** Start of Data to process **
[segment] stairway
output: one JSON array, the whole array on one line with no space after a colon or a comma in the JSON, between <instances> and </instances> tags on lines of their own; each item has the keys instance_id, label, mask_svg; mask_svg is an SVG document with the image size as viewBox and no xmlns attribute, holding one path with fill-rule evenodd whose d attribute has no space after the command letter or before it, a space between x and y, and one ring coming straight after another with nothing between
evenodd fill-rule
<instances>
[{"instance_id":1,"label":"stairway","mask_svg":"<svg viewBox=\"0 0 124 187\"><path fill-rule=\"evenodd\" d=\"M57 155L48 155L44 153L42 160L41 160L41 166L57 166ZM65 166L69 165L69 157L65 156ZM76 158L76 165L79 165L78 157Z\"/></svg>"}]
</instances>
** End of Data to process **
Render the listing above as a numbered list, leaving out any blank lines.

▶ [Answer to the task]
1. [segment] stairway
2. output: one JSON array, the whole array on one line with no space after a colon or a comma in the JSON, between <instances> and </instances> tags on lines of their own; each item has the keys instance_id, label, mask_svg; mask_svg is an SVG document with the image size as viewBox and no xmlns attribute, holding one path with fill-rule evenodd whose d attribute has no space after the command letter or before it, a space between x and y, and one ring coming straight after another with nothing between
3. evenodd fill-rule
4. <instances>
5. [{"instance_id":1,"label":"stairway","mask_svg":"<svg viewBox=\"0 0 124 187\"><path fill-rule=\"evenodd\" d=\"M57 155L48 155L44 153L42 160L41 160L41 166L57 166ZM65 166L69 165L69 157L65 156ZM76 158L76 165L79 165L78 157Z\"/></svg>"}]
6. </instances>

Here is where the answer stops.